[Stated problem]
Print the material below word for word, without the pictures.

[Stored rows]
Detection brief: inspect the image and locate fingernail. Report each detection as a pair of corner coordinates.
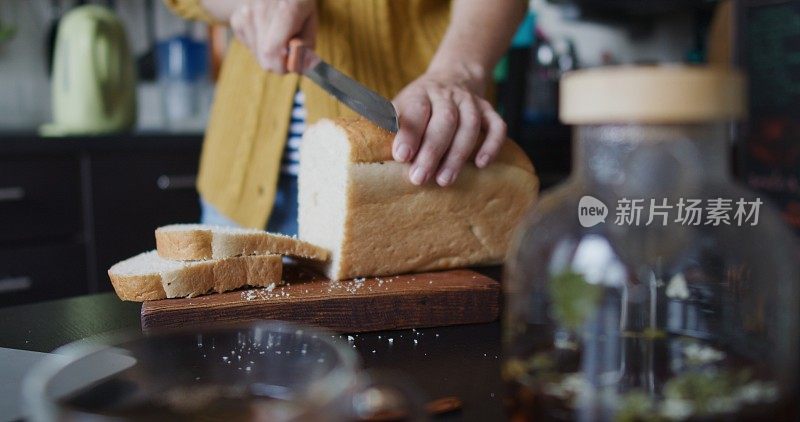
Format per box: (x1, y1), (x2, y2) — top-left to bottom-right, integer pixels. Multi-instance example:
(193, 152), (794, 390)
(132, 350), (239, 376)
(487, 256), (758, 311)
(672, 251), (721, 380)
(436, 169), (454, 186)
(475, 153), (489, 168)
(394, 144), (411, 163)
(411, 167), (427, 185)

[Solution]
Detection brief: inspect the image and locate fingernail. Report each detection as a pair of corner coordinates.
Format per box: (x1, y1), (x2, y2) — top-left to bottom-right, integer pixels. Multi-instance example:
(193, 152), (794, 390)
(132, 350), (239, 376)
(487, 256), (758, 311)
(672, 251), (721, 380)
(436, 169), (454, 186)
(475, 153), (489, 168)
(394, 144), (411, 163)
(411, 167), (427, 185)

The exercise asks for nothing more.